_SOURCE PASSAGE_.
Underemployment skyrockets to 1.1 million Australians

From Roy Morgan Reseach
Contributed by Joe Montero

Underemployment continues to rise and along with it Australia’s working poor. Australia has one of the highest rates in the OECD. There should be a national debate about this. Where are the headlines?

There are now more than 1.1 million Australians with jobs, but cannot find enough hours to maintain a decent standard of living. It should be a scandal. The  government adds insult by hiding  the numbers under the employed heading.

There is a reason why this is going on and it is that there is a deliberate policy to extend labour market flexibility. It has been around for a while and underemployment hides the extent of the impact. Once upon a time, employers had to mostly put people on full timers. Now they only have to keep a skeleton staff and put on others when busy.

_LISTED ENTRIES_.
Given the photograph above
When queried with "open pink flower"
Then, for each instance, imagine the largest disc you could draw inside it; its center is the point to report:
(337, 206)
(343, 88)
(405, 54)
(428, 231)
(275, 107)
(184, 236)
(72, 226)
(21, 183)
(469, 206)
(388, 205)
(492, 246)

_WHAT THIS TASK INVOLVES_.
Write the next few sentences of the article on underemployment in Australia, starting after its final sentence. The data are separate material with no connection to the article on Australian underemployment.

_OUTPUT OF THE TASK_.
The objective of increasing labour flexibility is to increase productivity. For three and a half decades, politicians , officials and employers organisations have promised that this would lead to economic growth and more jobs. We are still waiting. What there has been is a  reduction in the wages share of national income.

In times of economic contraction, like we are in at present, the government can use underemployment to claim it is creating jobs and hide the real rate of unemployment. According to the Australian Bureau of Statistics (ABS), 5.8 percent were out of work in February. But, according to Roy Morgan (who tend to be conservative) and others, the real rate is at least double this, putting it at about the same level of those who find themselves underemployed. The discrepancy is partly accounted for by the fact that all is required is, to work one hour during the survey period, to be considered in full time employment. Those who are not receiving unemployment benefits, for whatever reason, are not counted as unemployed, even if they are looking for work.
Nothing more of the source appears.